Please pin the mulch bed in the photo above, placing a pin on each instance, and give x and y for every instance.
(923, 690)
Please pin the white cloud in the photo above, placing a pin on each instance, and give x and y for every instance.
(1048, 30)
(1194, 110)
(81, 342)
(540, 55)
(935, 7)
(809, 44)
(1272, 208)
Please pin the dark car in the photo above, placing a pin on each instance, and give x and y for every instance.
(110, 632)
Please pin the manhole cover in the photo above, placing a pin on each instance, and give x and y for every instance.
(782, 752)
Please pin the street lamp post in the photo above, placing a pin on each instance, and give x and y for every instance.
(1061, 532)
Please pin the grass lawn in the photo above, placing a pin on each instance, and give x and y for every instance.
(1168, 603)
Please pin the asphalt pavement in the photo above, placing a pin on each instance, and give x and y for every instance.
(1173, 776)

· · · ·

Your task:
Print, exactly as they appear above, the lines running from the one with "Please pin the grass" through the final line.

Final answer:
Please pin the grass lawn in the photo above, placing a pin on each instance, and give x and y for every instance.
(1168, 603)
Please pin the asphalt pavement in the photo above, placing a pin on each instance, and give x and y for every instance.
(1173, 776)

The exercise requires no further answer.